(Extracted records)
- - - - -

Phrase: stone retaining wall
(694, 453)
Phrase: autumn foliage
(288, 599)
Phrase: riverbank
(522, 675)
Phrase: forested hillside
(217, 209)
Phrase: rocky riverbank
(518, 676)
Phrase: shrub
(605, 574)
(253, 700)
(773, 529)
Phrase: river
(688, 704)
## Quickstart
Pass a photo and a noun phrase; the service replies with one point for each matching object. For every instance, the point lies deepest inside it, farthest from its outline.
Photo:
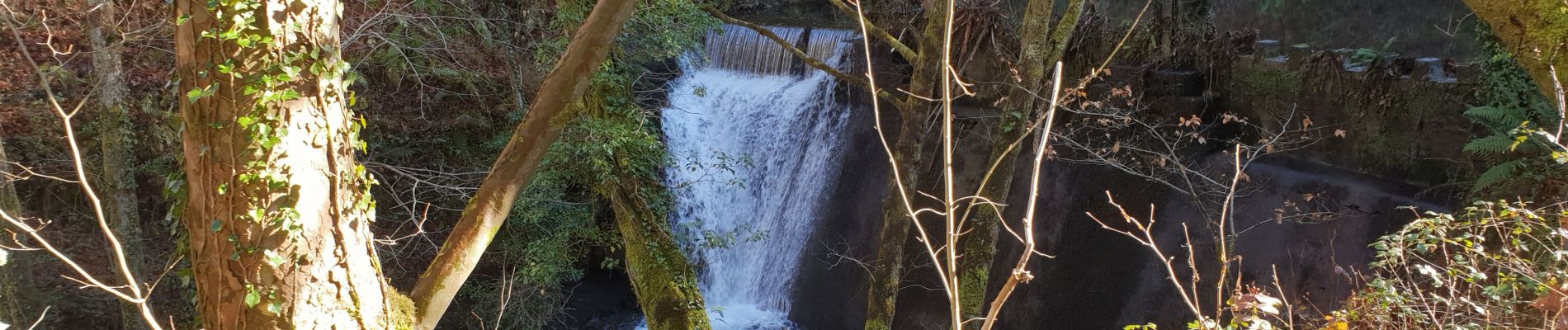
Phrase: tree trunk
(660, 274)
(278, 210)
(515, 167)
(886, 271)
(1536, 31)
(1041, 45)
(116, 141)
(10, 274)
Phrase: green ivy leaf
(198, 94)
(251, 298)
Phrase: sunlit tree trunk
(116, 141)
(886, 271)
(515, 167)
(10, 274)
(278, 210)
(1041, 45)
(660, 274)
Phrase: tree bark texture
(515, 167)
(1041, 45)
(116, 141)
(10, 274)
(278, 210)
(888, 268)
(660, 274)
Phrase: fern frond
(1498, 174)
(1498, 120)
(1490, 146)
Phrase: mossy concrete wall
(1390, 116)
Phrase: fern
(1498, 120)
(1490, 146)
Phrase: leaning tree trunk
(1536, 31)
(278, 210)
(1041, 45)
(881, 296)
(116, 139)
(10, 274)
(660, 274)
(515, 167)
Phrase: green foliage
(1512, 110)
(659, 30)
(613, 139)
(1495, 265)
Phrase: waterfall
(752, 99)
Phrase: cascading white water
(744, 101)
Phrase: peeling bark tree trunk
(116, 141)
(276, 210)
(10, 274)
(660, 274)
(881, 296)
(515, 167)
(1041, 45)
(1536, 31)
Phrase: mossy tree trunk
(278, 210)
(1536, 31)
(1041, 45)
(116, 141)
(515, 166)
(885, 279)
(660, 274)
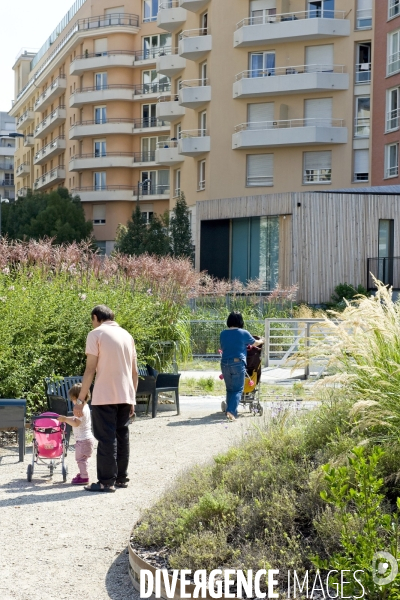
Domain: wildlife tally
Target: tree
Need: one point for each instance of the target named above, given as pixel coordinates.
(181, 235)
(57, 215)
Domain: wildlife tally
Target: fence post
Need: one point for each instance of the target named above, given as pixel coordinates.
(307, 367)
(267, 337)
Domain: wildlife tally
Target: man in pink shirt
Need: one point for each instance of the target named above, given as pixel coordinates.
(111, 355)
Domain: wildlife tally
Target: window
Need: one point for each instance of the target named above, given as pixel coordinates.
(261, 64)
(394, 8)
(99, 180)
(99, 214)
(100, 114)
(363, 65)
(392, 109)
(393, 64)
(361, 165)
(364, 14)
(100, 81)
(362, 125)
(201, 175)
(260, 170)
(177, 179)
(100, 148)
(391, 160)
(156, 45)
(317, 167)
(150, 10)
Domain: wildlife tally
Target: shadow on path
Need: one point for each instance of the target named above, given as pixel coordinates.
(118, 582)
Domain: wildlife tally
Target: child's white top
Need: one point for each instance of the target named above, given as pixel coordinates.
(84, 430)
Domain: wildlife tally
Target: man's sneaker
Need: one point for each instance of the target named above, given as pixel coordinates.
(78, 480)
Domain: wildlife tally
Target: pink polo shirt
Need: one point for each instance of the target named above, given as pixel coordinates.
(115, 349)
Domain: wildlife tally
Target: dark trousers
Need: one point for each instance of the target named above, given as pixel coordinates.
(110, 428)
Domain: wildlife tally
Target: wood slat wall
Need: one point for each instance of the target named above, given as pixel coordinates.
(327, 240)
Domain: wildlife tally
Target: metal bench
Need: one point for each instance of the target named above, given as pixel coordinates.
(13, 415)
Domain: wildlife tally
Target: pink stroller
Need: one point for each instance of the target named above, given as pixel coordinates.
(49, 444)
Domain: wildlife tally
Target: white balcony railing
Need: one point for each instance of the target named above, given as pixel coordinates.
(294, 16)
(363, 72)
(295, 70)
(289, 123)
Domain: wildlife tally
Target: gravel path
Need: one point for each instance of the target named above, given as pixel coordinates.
(60, 542)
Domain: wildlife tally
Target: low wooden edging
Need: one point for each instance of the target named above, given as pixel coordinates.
(136, 564)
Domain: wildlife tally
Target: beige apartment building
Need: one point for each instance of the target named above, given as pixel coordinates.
(216, 98)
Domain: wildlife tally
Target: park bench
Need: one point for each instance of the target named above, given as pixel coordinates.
(13, 415)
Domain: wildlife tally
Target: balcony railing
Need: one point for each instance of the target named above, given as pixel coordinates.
(295, 70)
(362, 127)
(364, 18)
(386, 270)
(392, 119)
(285, 124)
(294, 16)
(393, 63)
(363, 72)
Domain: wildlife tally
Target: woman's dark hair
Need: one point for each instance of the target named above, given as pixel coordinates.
(235, 319)
(103, 313)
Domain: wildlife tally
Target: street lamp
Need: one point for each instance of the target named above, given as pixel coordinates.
(140, 185)
(6, 201)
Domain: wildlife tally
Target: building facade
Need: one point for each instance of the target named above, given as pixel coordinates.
(218, 99)
(7, 149)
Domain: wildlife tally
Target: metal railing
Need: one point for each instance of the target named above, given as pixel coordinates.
(287, 124)
(292, 16)
(295, 70)
(185, 83)
(362, 126)
(363, 72)
(386, 270)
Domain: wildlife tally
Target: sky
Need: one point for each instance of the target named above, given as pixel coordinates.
(24, 24)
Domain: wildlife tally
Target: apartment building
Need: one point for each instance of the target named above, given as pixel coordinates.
(386, 90)
(7, 149)
(86, 104)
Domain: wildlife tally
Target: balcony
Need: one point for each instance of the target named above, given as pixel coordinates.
(194, 93)
(26, 119)
(57, 117)
(171, 16)
(294, 132)
(170, 110)
(146, 158)
(50, 178)
(291, 27)
(22, 170)
(170, 64)
(107, 127)
(121, 193)
(29, 141)
(55, 90)
(54, 148)
(167, 153)
(99, 95)
(150, 125)
(195, 43)
(105, 60)
(105, 160)
(194, 142)
(151, 91)
(193, 5)
(363, 73)
(290, 80)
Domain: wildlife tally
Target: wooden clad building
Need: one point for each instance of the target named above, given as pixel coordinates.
(316, 240)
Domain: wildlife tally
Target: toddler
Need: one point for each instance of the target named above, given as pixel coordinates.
(84, 439)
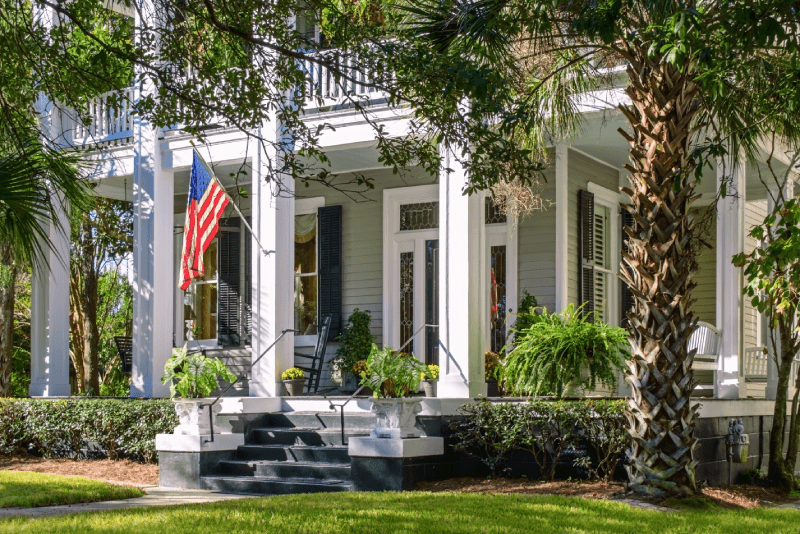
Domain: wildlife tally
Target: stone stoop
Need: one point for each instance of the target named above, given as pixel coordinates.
(296, 452)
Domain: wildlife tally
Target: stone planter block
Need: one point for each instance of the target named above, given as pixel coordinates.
(397, 418)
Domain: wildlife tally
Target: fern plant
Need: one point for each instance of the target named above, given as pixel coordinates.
(557, 349)
(193, 376)
(392, 374)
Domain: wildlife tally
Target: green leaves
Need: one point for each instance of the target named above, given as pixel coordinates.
(193, 376)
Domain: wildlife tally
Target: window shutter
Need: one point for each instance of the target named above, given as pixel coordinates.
(248, 284)
(586, 250)
(228, 302)
(329, 243)
(626, 297)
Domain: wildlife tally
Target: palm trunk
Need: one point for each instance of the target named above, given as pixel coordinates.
(661, 261)
(89, 306)
(8, 279)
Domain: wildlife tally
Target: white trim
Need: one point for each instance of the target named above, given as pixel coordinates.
(562, 226)
(393, 242)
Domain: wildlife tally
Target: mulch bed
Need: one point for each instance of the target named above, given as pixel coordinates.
(737, 496)
(122, 472)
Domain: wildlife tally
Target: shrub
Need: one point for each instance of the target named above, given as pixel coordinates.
(356, 342)
(392, 374)
(77, 427)
(292, 373)
(558, 348)
(544, 429)
(193, 376)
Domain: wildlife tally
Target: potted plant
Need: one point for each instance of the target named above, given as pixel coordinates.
(192, 377)
(294, 380)
(429, 376)
(355, 344)
(560, 352)
(394, 377)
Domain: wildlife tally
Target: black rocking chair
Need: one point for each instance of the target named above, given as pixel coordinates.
(125, 350)
(313, 369)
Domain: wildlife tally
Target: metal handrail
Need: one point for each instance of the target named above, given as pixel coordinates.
(241, 377)
(341, 406)
(415, 335)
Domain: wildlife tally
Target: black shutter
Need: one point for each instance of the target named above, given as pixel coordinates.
(248, 284)
(626, 297)
(586, 250)
(228, 266)
(329, 244)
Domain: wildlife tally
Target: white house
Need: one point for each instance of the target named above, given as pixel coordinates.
(413, 252)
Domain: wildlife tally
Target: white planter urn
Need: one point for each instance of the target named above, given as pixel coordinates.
(193, 417)
(397, 418)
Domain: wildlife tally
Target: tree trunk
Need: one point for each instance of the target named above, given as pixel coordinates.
(662, 261)
(89, 305)
(781, 468)
(76, 329)
(8, 279)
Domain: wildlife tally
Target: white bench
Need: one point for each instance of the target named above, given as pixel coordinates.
(706, 340)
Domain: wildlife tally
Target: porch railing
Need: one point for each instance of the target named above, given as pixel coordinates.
(110, 118)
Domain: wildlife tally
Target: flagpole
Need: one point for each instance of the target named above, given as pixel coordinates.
(233, 202)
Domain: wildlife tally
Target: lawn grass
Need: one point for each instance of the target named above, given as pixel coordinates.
(26, 489)
(412, 512)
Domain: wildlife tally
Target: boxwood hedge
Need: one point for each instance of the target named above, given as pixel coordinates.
(112, 428)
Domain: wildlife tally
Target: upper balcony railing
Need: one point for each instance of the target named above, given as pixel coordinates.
(111, 114)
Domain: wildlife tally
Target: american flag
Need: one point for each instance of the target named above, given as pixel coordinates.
(207, 201)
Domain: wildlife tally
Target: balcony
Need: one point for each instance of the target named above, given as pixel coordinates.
(111, 114)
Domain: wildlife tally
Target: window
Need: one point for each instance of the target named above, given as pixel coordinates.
(200, 300)
(305, 273)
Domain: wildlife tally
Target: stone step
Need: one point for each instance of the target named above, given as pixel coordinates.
(286, 453)
(325, 420)
(272, 486)
(305, 436)
(283, 469)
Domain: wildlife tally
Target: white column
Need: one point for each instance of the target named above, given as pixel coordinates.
(273, 280)
(562, 228)
(462, 295)
(730, 316)
(50, 317)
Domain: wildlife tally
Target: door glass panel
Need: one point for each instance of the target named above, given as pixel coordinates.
(419, 216)
(432, 301)
(497, 288)
(406, 299)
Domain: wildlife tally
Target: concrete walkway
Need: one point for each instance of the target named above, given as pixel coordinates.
(155, 496)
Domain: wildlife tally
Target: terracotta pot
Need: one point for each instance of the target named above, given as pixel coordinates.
(429, 387)
(295, 386)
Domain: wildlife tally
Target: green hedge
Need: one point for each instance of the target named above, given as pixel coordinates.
(492, 432)
(112, 428)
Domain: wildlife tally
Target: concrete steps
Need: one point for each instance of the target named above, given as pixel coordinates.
(294, 452)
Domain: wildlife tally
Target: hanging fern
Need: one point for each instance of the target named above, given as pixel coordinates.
(558, 348)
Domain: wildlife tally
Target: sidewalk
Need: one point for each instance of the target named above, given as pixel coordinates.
(155, 496)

- - - - -

ACTIVITY
Of the lines in the data, report each one containing the string "building".

YOUR SOLUTION
Target: beige apartment building
Target: building facade
Target: apartment building
Target: wooden clad building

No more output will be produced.